Filter the records below for the word "ceiling". Copy each line that holds it.

*** Opening Provided data ***

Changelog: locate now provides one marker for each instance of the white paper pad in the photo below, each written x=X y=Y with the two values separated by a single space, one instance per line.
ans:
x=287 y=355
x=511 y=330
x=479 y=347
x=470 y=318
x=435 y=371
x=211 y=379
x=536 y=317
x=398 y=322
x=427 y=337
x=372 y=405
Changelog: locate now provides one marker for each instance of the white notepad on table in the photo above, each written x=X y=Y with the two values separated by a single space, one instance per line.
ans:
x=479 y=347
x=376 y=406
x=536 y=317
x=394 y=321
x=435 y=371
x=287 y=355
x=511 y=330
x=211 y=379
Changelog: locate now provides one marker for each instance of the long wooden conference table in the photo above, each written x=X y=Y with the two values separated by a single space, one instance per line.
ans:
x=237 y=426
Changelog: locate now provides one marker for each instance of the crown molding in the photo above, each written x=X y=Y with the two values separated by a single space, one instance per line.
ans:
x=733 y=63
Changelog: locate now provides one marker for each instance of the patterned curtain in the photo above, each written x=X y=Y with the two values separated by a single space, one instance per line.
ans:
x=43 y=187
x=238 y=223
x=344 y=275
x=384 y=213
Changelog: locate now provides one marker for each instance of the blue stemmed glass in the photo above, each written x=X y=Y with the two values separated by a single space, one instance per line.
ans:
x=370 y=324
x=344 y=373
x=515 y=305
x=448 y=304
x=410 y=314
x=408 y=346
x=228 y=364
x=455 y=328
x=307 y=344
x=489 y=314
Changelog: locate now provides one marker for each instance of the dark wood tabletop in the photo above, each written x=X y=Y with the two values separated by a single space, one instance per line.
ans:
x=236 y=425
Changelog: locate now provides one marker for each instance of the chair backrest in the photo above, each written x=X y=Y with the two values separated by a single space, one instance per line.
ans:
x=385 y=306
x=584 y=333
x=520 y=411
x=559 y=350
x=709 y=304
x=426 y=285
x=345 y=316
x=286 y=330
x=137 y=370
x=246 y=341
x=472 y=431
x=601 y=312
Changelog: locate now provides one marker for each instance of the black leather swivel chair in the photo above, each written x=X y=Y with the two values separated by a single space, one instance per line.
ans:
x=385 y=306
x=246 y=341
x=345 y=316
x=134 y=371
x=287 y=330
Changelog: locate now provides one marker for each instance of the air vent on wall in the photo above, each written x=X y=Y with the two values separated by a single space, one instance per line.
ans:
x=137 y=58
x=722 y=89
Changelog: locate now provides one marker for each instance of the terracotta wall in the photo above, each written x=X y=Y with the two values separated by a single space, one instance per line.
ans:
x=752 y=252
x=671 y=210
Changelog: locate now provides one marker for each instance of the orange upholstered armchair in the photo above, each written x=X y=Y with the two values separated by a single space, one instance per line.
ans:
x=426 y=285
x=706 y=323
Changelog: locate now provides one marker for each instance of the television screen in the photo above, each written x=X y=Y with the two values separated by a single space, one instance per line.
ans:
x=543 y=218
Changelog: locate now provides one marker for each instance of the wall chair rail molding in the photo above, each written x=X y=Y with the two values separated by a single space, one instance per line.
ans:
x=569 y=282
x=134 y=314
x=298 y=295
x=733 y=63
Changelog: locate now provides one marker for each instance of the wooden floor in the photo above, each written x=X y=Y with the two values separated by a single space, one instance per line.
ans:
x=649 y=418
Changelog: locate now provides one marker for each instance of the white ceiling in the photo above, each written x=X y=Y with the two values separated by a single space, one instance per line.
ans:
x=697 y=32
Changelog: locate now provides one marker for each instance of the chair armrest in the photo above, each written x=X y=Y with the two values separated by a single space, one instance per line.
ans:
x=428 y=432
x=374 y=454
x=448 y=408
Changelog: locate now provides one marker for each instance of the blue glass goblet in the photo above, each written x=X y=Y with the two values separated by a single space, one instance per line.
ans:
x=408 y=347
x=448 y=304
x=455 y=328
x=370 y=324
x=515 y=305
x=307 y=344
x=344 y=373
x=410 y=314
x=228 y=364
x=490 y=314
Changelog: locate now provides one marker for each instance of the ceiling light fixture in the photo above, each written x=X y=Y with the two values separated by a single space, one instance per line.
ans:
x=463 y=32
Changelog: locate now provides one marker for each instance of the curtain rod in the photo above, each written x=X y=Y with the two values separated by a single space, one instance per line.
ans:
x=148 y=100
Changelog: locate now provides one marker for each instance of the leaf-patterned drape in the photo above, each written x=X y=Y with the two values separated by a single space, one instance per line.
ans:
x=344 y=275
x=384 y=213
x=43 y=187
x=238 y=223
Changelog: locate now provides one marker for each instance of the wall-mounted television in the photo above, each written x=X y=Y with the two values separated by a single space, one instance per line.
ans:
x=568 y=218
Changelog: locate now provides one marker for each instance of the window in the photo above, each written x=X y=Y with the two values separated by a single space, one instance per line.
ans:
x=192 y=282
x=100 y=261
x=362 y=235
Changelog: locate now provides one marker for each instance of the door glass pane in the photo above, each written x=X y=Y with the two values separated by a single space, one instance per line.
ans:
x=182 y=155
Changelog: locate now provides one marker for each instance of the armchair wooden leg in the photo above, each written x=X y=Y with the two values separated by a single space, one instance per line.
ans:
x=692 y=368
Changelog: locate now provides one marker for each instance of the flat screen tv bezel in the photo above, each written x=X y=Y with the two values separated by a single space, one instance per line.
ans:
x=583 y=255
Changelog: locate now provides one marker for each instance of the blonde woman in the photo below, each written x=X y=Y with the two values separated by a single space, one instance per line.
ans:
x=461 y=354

*** Closing Provided data ***

Answer for this exercise:
Changelog: locate now provides one marker for each instance of the white ceiling in the photo above, each written x=X y=Y with the two values separated by a single space, one instance per line.
Changelog: locate now provides one marker for each instance of the ceiling light fixture in the photo above, each written x=X y=Y with the two values separated by a single space, one instance per line.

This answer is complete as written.